#### AIM OF THE EXERCISE:
Beneath this line is the data. Output exactly the lines from the line with "target | street" to the line with "target | blue shutter", both ends included, and nothing more.

#### RECORDS SUPPLIED:
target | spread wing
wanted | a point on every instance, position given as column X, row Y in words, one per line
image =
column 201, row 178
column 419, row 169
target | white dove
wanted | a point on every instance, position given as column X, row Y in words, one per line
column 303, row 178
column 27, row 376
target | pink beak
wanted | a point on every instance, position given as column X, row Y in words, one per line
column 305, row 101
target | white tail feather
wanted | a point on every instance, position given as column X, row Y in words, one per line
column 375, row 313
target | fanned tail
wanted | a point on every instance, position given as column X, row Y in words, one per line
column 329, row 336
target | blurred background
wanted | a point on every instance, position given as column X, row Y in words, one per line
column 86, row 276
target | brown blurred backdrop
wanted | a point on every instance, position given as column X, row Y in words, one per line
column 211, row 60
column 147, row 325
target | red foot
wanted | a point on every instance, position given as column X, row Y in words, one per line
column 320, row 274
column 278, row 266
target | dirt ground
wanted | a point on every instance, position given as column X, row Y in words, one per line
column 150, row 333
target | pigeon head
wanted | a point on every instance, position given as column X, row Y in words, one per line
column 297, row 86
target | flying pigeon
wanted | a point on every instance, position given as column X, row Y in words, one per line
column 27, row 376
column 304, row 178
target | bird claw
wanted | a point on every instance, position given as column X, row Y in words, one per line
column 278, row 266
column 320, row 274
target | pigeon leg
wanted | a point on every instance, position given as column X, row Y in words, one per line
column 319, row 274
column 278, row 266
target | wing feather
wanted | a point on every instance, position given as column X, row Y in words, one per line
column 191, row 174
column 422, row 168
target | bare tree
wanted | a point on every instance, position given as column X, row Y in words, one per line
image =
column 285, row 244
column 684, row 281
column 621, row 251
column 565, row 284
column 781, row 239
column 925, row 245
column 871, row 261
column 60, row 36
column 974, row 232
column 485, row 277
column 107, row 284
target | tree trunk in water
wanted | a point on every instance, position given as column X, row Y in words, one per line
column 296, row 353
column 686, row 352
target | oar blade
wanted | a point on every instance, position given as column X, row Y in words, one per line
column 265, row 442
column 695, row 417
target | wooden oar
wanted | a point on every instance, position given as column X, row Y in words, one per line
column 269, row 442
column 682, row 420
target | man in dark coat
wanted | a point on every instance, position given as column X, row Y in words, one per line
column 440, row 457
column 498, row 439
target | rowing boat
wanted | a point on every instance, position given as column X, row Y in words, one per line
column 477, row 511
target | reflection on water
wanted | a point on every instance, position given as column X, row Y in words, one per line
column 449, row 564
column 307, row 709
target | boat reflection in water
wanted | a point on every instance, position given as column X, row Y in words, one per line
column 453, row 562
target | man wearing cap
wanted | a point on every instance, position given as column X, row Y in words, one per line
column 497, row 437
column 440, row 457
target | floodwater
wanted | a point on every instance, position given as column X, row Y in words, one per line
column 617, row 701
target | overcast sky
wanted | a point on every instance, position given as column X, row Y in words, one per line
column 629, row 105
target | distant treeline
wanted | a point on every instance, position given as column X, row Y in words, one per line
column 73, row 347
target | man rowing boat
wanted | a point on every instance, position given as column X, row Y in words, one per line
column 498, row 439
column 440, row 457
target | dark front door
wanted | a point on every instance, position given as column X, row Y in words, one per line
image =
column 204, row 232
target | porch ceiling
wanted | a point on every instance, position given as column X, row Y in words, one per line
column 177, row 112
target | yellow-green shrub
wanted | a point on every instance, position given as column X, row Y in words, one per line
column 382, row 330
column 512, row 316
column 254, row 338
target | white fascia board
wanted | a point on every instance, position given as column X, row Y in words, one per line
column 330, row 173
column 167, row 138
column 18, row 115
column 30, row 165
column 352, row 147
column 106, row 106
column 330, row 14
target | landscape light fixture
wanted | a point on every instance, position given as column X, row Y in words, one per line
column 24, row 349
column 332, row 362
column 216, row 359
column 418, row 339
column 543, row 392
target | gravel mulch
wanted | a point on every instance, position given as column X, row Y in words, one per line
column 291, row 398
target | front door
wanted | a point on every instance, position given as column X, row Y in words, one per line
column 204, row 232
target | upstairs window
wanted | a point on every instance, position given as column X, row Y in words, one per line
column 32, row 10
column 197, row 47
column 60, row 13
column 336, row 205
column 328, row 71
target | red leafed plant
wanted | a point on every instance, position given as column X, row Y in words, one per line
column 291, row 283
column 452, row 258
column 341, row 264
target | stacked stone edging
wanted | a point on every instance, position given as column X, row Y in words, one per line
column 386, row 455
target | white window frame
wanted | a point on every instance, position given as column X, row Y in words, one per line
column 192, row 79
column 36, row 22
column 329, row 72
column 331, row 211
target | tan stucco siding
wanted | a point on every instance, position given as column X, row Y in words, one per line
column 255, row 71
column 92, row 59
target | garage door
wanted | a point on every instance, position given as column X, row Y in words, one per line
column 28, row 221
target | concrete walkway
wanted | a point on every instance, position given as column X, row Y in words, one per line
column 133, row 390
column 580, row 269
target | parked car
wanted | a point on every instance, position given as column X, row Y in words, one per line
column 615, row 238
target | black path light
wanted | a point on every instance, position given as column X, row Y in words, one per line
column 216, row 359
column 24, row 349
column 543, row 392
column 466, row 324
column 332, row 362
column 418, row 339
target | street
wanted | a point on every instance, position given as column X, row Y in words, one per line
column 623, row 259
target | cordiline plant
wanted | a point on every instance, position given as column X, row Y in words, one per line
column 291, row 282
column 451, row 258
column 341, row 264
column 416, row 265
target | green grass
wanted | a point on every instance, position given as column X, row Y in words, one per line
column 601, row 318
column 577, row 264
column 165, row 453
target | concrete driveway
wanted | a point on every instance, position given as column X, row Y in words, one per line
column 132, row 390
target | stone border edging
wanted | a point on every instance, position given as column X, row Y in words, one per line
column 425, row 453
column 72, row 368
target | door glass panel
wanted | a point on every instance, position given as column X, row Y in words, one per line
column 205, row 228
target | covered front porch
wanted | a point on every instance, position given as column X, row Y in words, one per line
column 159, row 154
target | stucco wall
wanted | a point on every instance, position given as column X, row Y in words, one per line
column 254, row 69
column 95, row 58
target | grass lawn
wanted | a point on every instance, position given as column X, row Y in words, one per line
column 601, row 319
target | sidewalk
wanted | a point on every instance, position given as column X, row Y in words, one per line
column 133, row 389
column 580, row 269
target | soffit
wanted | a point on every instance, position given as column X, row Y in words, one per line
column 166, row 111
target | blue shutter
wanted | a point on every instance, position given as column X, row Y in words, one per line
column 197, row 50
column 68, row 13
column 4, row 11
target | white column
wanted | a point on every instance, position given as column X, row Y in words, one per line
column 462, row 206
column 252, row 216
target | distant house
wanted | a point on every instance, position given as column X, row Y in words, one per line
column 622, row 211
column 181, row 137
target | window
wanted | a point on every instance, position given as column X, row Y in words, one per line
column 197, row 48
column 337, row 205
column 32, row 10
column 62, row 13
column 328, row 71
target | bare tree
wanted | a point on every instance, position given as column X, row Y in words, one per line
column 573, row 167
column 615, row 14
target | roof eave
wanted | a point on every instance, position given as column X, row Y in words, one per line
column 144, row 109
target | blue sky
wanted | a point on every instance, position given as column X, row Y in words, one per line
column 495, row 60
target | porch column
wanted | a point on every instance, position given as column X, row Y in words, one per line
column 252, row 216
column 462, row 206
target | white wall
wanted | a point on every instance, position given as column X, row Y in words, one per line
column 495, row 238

#### TASK ANSWER:
target | street
wanted | a point on every instance, position given as column X, row Y in words, one per line
column 623, row 259
target | cordiline plant
wanted | a point on every instance, position given as column X, row Y in words, one per line
column 291, row 282
column 451, row 258
column 341, row 264
column 416, row 265
target | green grass
wanted | a point on every instance, position given as column X, row Y in words, one per line
column 601, row 318
column 577, row 264
column 165, row 453
target | concrete driveway
wanted | a point on every instance, position given as column X, row Y in words, one per line
column 132, row 390
target | stone border edging
wanted | a point on every instance, position given as column X, row Y in words, one per line
column 425, row 453
column 72, row 368
target | door glass panel
wanted | a point on every instance, position given as column X, row Y in words, one per line
column 205, row 228
target | covered front porch
wanted | a point on every instance, position given as column X, row Y in words, one per line
column 159, row 154
target | stucco wall
wanted | a point on every instance, position given as column X, row Y in words, one per line
column 254, row 69
column 95, row 58
target | grass lawn
wanted | a point on every instance, position given as column X, row Y in words, one per line
column 601, row 319
target | sidewalk
wanted | a point on every instance, position given as column X, row Y in words, one per line
column 133, row 389
column 580, row 269
target | soffit
wanted | a point on every instance, position given as column X, row Y in words, one per line
column 166, row 111
target | blue shutter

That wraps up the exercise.